[START SELECTED EXTRACT]

Introduction to Data Science Workshop Series

Teaching materials for KAUST Visualization Core Lab (KVL) Introduction to Data Science Workshop Series.

Course Curricula

Identifying Core Competencies for Data Science

According to a recent O’Reilly Data Science Survey, most data scientists use multiple programming languages on a daily basis to solve their data science problems. The top three programming languages used by data scientists are SQL, Python, and Bash. The ability to share and reproduce data science workflows is critical, whether the workflows are providing decision support in industrial applications, or generating novel insights from scientific data. Core tools for facilitating reproducible data science workflows are version control tools such as Git, virtual environment tools such as Conda, and container technologies such as Docker.

Building Data Science Capacity at KAUST

KVL has organized a series of Introduction to Data Science workshops to build capacity in the core data science tools and enable future data science applications at KAUST.

Introduction to Python for Data Science: TBD
Introduction to Conda for (Data) Scientists: TBD
Introduction to Shell for (Data) Scientists: TBD
Introduction to Version Control using Git for (Data) Scientists: TBD
Introduction to SQL for Data Science: TBD
Introduction to Docker for (Data) Scientists: TBD

The core workshop material largely follows a curriculum developed by Software and Data Carpentry, two global nonprofit organizations that teach foundational coding and data science skills to researchers worldwide. The curriculum will be offered every Fall and Spring semester in its entirety in order to provide KAUST students, post-docs, staff, and researchers with an opportunity to develop their skills in these core data science tools.

[END SELECTED EXTRACT]
[START STORED DATA]

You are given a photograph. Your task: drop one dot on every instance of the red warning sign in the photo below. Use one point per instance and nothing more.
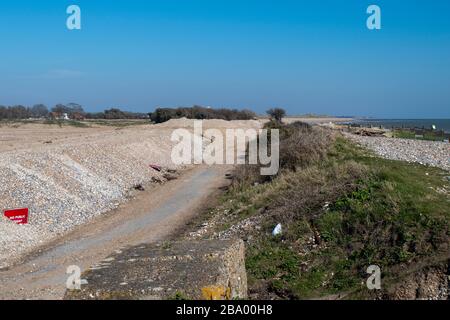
(20, 216)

[END STORED DATA]

» WRITTEN INSTRUCTION
Render this sentence from the workshop series description in Spanish: "The top three programming languages used by data scientists are SQL, Python, and Bash." Draw only on the workshop series description and leave the listing aside.

» CORRECT ANSWER
Los tres lenguajes de programación más utilizados por los científicos de datos son SQL, Python y Bash.